**Try it**.
Every line containing "recessed" should be copied out. Go through the entries and find them.
Start of Block
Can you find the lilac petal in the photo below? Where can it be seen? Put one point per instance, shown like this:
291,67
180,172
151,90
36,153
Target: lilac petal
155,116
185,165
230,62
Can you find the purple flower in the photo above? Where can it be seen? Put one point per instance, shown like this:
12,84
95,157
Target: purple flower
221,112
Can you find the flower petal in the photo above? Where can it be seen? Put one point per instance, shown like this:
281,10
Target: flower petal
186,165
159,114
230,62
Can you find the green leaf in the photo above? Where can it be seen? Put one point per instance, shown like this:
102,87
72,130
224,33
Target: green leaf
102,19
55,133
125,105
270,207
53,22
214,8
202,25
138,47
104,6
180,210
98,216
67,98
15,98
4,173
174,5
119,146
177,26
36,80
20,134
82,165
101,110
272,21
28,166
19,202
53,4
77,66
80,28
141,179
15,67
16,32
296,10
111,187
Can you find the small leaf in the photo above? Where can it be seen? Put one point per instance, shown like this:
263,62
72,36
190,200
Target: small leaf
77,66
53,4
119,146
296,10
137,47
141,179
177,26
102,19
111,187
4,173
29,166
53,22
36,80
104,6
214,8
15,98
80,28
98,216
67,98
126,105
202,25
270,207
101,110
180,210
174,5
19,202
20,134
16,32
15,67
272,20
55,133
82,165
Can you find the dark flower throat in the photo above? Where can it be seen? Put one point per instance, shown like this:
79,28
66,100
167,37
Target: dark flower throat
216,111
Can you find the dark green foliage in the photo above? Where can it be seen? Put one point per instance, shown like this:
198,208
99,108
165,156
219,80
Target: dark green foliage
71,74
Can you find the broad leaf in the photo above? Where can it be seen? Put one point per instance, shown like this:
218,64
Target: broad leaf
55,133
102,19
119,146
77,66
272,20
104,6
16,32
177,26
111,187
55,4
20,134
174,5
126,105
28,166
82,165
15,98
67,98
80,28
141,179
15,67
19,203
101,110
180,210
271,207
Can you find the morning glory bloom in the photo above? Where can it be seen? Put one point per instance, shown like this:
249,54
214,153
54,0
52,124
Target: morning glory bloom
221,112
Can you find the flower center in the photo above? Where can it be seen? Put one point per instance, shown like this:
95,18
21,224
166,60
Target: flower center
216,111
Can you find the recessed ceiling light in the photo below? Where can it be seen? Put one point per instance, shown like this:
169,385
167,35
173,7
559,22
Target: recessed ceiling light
End of Block
**Response for this exercise**.
Can you find the recessed ceiling light in the photo below? Where can it be seen? Put one point per instance, shown like this:
Target: recessed ceiling light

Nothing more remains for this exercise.